> [Source passage]
********************

The cops in our heads will continue to suppress our rebelliousness until we learn to take risks. I don’t mean that we have to be stupid–jail is not an anarchic or liberatory situation, but without risk, there is no adventure, no life. Self-motivated activity–activity that springs from our passions and desires, not from attempts to conform to certain principles and ideals or to blend in to any group (including “anarchists”) -is what can create a situation of anarchy, what can open up a world of possibilities limited only by our capabilities. To learn to freely express our passions–a skill earned only by doing it–is essential. When we feel disgust, anger, joy, desire, sadness, love, hatred, we need to express them. It isn’t easy. More often than not, I find myself falling into the appropriate social role in situations where I want to express something different. I’ll go into a store feeling disgust for the whole process of economic relationships, and yet politely thank the clerk for putting me through just that process. Were I doing this consciously, as a cover for shoplifting; it would be fun, using my wits to get what I want; but it is an ingrained social response–a cop in my head. I am improving; but I have a hell of a long way to go. Increasingly, I try to act on my whims, my spontaneous urges without caring about what others think of me. This is a self-motivated activity–the activity that springs from our passions and desires, from our suppressed imaginations, our unique creativity. Sure, following our subjectivity this way, living our lives for ourselves, can lead us to make mistakes, but never mistakes comparable to the mistake of accepting the zombie existence that obedience to authority, morality, rules or higher powers creates. Life without risks, without the possibility of mistakes, is no life at all. Only by taking the risk of defying all authority and living for ourselves will we ever live life to the full.

********************

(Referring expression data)

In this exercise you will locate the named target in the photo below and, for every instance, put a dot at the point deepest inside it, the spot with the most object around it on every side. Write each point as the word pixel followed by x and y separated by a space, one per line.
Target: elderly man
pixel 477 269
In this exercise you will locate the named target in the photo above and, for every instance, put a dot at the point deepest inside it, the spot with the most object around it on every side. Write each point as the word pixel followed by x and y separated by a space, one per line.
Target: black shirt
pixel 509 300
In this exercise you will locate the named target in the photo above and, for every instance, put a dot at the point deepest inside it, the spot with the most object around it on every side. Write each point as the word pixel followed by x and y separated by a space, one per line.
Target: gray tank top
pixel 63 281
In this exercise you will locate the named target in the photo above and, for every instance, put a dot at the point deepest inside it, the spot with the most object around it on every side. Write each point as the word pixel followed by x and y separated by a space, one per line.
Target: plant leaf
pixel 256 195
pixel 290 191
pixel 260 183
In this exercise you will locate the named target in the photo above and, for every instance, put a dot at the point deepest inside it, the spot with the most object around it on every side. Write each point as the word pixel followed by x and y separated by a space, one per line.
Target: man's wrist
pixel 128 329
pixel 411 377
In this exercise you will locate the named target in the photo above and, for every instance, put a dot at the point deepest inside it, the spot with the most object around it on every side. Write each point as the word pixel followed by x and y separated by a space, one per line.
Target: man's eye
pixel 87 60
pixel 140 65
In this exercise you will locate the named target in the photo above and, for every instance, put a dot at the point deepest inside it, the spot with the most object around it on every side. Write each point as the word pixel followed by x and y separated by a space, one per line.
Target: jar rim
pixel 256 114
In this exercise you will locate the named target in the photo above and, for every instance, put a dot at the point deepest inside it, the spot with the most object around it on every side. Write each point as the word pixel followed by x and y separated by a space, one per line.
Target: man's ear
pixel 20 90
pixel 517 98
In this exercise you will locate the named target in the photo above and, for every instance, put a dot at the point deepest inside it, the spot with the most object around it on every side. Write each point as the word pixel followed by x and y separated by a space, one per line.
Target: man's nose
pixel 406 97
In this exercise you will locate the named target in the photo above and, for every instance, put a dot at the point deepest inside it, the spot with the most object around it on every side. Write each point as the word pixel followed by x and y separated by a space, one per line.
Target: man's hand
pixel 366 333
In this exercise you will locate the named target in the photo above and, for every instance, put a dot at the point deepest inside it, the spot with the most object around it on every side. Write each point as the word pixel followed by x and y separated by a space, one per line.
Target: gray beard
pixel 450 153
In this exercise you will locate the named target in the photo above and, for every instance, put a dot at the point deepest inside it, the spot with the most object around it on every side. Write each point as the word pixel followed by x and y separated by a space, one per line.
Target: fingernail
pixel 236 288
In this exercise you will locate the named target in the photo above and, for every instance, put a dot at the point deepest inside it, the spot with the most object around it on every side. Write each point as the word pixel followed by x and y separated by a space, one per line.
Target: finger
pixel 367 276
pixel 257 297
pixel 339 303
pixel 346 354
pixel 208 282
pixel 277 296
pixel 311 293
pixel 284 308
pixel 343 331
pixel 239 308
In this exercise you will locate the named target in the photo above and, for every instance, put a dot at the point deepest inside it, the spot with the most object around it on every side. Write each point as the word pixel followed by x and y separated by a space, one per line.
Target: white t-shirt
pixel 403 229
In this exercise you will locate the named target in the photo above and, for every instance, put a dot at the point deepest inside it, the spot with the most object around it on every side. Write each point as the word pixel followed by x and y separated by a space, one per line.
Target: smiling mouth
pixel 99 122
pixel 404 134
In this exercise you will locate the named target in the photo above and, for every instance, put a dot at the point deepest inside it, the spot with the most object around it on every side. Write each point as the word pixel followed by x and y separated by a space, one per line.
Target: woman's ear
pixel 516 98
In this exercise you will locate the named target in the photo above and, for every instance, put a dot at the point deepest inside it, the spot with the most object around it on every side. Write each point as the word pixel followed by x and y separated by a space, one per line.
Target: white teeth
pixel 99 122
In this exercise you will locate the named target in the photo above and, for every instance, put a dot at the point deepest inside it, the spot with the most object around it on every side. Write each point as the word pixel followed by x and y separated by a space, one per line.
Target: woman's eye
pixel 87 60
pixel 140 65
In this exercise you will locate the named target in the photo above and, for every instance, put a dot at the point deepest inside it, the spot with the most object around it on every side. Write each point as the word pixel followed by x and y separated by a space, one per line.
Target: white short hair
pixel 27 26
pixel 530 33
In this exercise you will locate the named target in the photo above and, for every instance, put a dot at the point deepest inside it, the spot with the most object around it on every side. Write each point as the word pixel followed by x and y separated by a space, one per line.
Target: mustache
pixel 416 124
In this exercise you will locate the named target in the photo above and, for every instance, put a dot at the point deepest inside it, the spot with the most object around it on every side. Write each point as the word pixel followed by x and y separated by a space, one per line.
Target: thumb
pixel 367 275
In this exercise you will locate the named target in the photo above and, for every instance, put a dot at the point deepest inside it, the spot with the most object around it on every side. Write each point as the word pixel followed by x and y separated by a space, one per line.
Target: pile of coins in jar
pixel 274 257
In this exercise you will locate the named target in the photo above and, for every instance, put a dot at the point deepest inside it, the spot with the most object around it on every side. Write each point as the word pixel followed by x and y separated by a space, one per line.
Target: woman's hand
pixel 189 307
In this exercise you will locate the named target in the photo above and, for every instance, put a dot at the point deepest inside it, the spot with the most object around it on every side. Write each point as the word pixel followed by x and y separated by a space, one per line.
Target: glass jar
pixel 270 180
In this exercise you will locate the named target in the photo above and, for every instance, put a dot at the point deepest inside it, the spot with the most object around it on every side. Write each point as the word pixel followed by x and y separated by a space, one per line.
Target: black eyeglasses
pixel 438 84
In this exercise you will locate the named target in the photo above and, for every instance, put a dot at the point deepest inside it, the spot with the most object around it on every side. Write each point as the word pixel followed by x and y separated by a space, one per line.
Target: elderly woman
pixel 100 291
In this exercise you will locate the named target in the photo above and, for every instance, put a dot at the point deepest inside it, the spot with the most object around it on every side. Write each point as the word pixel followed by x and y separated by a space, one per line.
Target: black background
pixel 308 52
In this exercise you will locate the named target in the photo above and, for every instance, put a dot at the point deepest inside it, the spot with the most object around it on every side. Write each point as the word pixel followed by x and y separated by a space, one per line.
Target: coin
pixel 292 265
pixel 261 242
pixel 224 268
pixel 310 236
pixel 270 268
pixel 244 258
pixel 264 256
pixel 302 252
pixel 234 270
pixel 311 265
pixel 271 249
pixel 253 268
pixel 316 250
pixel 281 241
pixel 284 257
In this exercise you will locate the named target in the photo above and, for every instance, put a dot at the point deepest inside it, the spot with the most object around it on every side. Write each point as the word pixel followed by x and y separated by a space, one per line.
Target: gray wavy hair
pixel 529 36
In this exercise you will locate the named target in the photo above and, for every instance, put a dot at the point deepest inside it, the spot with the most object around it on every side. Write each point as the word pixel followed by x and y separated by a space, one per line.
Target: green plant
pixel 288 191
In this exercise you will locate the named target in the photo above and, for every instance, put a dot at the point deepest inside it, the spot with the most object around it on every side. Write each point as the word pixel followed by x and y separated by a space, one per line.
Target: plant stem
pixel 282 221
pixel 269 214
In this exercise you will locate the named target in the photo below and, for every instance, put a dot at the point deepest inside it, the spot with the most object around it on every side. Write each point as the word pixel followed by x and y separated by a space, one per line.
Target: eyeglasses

********************

> [What you will do]
**a.** In the passage about risk, what does the writer feel when going into a store?
**b.** Translate this sentence from the passage about risk into Spanish: "Life without risks, without the possibility of mistakes, is no life at all."
**c.** List every feeling named in the sentence of the passage about risk that begins "When we feel".
These rows come from a separate source and are unrelated to the passage above them.

> [Activity answers]
**a.** Disgust for the whole process of economic relationships.

**b.** La vida sin riesgos, sin la posibilidad de cometer errores, no es vida en absoluto.

**c.** Disgust, anger, joy, desire, sadness, love, hatred